◆ DATOS BRUTOS
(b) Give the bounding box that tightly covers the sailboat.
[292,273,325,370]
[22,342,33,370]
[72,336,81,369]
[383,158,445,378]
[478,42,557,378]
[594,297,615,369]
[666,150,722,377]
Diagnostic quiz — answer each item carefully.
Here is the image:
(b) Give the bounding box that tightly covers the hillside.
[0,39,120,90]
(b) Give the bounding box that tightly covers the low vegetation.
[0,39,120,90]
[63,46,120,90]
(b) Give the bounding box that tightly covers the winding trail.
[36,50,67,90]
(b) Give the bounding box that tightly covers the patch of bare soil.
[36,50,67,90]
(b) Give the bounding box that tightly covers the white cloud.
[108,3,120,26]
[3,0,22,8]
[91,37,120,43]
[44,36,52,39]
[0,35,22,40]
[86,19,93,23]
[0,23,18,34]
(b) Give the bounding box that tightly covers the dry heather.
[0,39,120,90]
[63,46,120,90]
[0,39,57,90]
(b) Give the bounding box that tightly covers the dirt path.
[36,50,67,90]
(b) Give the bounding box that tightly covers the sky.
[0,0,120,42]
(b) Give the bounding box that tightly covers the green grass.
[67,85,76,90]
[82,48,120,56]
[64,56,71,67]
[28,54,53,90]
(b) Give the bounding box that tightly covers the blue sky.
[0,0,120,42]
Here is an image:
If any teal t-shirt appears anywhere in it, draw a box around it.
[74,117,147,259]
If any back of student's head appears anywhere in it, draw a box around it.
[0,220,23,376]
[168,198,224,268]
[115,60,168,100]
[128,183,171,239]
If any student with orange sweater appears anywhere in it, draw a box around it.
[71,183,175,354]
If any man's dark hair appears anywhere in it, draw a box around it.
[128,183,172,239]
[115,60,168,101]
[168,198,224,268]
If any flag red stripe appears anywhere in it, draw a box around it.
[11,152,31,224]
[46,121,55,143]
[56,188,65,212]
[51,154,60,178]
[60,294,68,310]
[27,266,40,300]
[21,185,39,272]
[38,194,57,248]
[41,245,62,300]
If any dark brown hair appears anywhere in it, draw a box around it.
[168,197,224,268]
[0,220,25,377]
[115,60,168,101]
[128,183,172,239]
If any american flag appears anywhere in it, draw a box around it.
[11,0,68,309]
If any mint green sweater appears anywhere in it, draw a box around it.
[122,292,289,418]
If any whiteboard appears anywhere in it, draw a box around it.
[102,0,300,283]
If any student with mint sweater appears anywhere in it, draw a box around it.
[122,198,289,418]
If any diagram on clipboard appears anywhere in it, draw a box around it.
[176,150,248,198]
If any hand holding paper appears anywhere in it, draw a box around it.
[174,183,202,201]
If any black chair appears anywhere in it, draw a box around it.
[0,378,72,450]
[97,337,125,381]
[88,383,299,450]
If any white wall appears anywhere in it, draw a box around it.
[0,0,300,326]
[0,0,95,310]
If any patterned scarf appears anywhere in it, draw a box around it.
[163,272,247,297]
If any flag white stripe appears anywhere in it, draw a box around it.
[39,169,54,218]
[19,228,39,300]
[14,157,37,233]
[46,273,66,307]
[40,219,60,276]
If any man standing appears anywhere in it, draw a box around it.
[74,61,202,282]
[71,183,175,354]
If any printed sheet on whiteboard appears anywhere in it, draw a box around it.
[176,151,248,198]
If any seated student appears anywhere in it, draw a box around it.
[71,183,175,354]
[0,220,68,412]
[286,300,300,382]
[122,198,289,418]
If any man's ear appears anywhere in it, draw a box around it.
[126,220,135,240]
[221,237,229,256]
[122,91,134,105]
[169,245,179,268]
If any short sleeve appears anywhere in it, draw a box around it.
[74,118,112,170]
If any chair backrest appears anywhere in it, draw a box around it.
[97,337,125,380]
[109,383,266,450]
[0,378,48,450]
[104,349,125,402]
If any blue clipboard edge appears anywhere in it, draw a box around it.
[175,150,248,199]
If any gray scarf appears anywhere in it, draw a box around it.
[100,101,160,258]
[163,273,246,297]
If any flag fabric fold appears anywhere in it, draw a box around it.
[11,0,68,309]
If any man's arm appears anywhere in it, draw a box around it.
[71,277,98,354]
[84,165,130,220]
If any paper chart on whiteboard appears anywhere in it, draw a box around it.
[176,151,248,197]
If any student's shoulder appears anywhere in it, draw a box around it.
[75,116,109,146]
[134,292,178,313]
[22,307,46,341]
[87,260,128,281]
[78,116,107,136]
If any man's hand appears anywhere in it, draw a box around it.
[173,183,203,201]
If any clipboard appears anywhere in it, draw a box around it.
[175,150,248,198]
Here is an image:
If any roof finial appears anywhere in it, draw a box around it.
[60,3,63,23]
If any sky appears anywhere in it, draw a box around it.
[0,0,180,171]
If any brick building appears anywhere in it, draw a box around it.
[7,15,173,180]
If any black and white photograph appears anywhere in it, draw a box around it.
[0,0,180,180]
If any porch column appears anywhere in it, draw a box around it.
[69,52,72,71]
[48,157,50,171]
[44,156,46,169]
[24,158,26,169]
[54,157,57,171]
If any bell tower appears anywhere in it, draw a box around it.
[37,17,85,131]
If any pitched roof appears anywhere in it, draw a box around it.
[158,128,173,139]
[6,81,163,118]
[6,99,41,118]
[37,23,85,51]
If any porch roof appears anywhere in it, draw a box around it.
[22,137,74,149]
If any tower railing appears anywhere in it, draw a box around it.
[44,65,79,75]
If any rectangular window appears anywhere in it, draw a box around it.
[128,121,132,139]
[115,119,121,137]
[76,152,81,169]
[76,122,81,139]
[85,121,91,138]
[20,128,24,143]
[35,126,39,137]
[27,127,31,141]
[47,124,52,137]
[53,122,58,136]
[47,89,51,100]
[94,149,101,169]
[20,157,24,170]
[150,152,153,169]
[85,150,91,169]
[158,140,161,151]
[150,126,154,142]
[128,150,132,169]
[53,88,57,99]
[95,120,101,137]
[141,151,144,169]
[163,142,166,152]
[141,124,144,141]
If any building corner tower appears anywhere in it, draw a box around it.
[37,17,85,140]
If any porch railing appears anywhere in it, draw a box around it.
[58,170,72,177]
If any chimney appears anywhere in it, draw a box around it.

◆ INSTRUCCIONES Y REQUISITOS
En la parte de las entradas que empieza con la línea que contiene "If any brick" y termina con la que contiene "[37,23,85,51]", ambas incluidas, cambia "bell tower" por "church tower" y copia solo esas líneas con todo lo demás igual.

◆ RESPUESTA
If any brick building appears anywhere in it, draw a box around it.
[7,15,173,180]
If any black and white photograph appears anywhere in it, draw a box around it.
[0,0,180,180]
If any porch column appears anywhere in it, draw a box around it.
[69,52,72,71]
[48,157,50,171]
[44,156,46,169]
[24,158,26,169]
[54,157,57,171]
If any church tower appears anywhere in it, draw a box around it.
[37,17,85,131]
If any pitched roof appears anywhere in it, draw a box around it.
[158,128,173,139]
[6,81,163,118]
[6,99,41,118]
[37,23,85,51]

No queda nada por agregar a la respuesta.